Requests.
**a)** Answer each question using the text shown, and label your answers (i), (ii), and (iii).
(i) Where did the young spectators watch Real Kashmir's first home game?
(ii) Where is the Chinar tree believed to have originated?
(iii) During whose reign did the Chinar in Kashmir get a major impetus?
**b)** Summarize the text shown in two sentences.
**c)** List every color that the text shown gives for the Chinar's leaves.

Text shown.
When Kashmir’s own football club, the sensational Real Kashmir played for the first time on their home soil in autumn this year it brought rare cheer on the faces of Kashmir’s young blighted by decades of conflict.

They watched the game in a rapturous environment amid a grove of majestic Chinars, making the moment more special. The moment marked a certain warmth during autumn in Kashmir, in a way the Chinar does before its blazing red leaves turn amber and finally yellow to mark onset of winter. Then, again its leaves turn green announcing the arrival of spring, freedom from harsh winter.

The tree having its origins in Greece is believed to have arrived into Kashmir during the times when trade used to be more than just business transactions. Chinar in Kashmir got a major impetus during the reign of Mughals, who studded the valley, its meadows and gardens with it.

Extracted data.
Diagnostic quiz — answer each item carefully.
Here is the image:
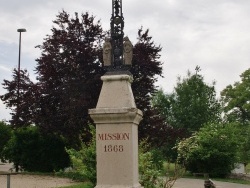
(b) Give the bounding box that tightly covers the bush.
[3,126,70,172]
[177,124,241,177]
[0,121,11,161]
[66,126,96,185]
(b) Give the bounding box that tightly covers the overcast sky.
[0,0,250,120]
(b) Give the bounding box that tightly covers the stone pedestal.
[89,75,142,188]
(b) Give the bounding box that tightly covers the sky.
[0,0,250,120]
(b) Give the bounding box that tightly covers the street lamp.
[17,28,26,103]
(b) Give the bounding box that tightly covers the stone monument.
[89,0,142,188]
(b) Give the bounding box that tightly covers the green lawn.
[57,183,94,188]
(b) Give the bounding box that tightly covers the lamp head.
[17,28,26,32]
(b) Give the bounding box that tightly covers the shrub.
[3,126,70,172]
[177,124,241,177]
[0,121,11,161]
[66,126,96,184]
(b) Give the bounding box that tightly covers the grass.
[60,183,94,188]
[162,162,250,185]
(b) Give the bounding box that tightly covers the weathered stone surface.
[89,75,142,188]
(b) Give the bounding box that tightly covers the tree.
[152,67,220,161]
[221,69,250,124]
[221,69,250,166]
[0,69,37,128]
[3,126,70,172]
[130,28,164,142]
[177,123,241,177]
[2,11,162,146]
[170,69,220,135]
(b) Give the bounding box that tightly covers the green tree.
[1,11,162,147]
[152,67,220,161]
[3,126,69,172]
[0,121,11,161]
[221,69,250,124]
[172,71,220,133]
[153,69,221,135]
[177,123,242,177]
[221,69,250,165]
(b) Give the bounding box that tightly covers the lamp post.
[17,28,26,103]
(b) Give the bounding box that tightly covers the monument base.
[89,75,142,188]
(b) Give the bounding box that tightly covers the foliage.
[152,68,220,162]
[221,69,250,124]
[130,28,164,142]
[139,140,184,188]
[177,123,241,177]
[67,126,96,184]
[170,71,220,133]
[139,140,163,188]
[3,126,69,172]
[0,121,11,161]
[0,11,162,148]
[221,69,250,165]
[0,69,37,128]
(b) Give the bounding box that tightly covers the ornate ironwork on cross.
[103,0,133,72]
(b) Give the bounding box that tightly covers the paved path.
[0,163,250,188]
[173,178,250,188]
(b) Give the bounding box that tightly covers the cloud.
[0,0,250,120]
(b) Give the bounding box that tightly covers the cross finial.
[103,0,133,72]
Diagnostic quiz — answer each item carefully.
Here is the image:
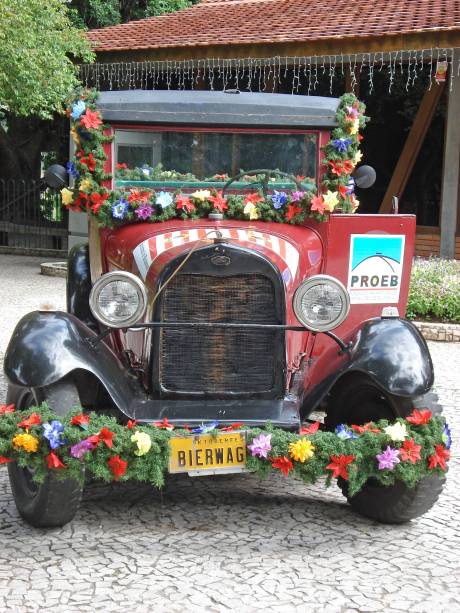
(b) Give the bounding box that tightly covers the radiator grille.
[158,273,281,395]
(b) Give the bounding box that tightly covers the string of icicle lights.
[80,48,460,95]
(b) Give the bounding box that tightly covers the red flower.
[428,445,450,470]
[399,438,422,464]
[128,189,152,204]
[18,413,42,428]
[97,428,115,449]
[243,192,264,204]
[80,153,96,172]
[299,421,319,434]
[46,451,65,468]
[0,404,14,415]
[208,194,228,213]
[70,413,89,430]
[326,454,355,481]
[222,422,244,432]
[107,455,128,481]
[310,195,326,215]
[80,108,102,130]
[406,409,433,426]
[152,417,174,430]
[351,421,380,434]
[176,194,195,213]
[272,456,294,477]
[90,192,109,215]
[286,204,303,221]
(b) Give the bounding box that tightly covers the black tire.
[325,375,445,524]
[6,381,83,528]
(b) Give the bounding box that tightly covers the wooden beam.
[379,83,444,213]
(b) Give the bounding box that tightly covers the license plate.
[169,432,246,474]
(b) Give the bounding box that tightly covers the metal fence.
[0,179,68,255]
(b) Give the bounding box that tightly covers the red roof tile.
[88,0,460,52]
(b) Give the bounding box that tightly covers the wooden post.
[379,83,444,213]
[440,79,460,258]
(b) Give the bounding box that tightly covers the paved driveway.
[0,256,460,613]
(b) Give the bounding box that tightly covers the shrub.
[406,258,460,323]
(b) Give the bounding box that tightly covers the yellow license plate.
[169,432,246,473]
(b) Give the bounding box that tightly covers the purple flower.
[65,162,80,179]
[42,419,66,449]
[335,424,358,441]
[112,198,129,219]
[292,192,307,202]
[441,424,452,449]
[192,421,219,434]
[134,204,153,219]
[375,446,400,470]
[332,138,351,153]
[248,434,272,459]
[70,438,94,460]
[271,189,287,209]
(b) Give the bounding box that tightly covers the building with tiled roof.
[88,0,460,58]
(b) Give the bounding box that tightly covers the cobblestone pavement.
[0,256,460,613]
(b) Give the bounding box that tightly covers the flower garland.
[61,90,368,227]
[0,404,451,496]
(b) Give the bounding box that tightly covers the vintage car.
[1,91,443,526]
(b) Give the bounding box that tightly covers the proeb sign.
[347,234,405,304]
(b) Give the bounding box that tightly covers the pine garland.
[61,90,368,227]
[0,404,451,496]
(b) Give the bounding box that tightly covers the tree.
[0,0,94,118]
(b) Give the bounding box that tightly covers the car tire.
[325,375,445,524]
[6,380,83,528]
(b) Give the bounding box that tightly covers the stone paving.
[0,256,460,613]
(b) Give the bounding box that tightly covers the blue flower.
[346,177,355,194]
[70,100,86,121]
[192,421,219,434]
[42,419,67,449]
[441,424,452,449]
[332,138,351,153]
[271,189,287,209]
[65,162,80,179]
[112,198,129,219]
[335,424,358,441]
[155,192,173,209]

Solved problems.
**a)**
(i) Amid a grove of majestic Chinars.
(ii) Greece.
(iii) The Mughals.

**b)** Real Kashmir's first game on home soil, played in autumn, brought rare cheer to Kashmir's young, who watched it amid a grove of Chinars. The Chinar, believed to have come from Greece, changes leaf color with the seasons, and it got a major impetus under the Mughals, who studded the valley, its meadows and gardens with it.

**c)** Blazing red, amber, yellow, green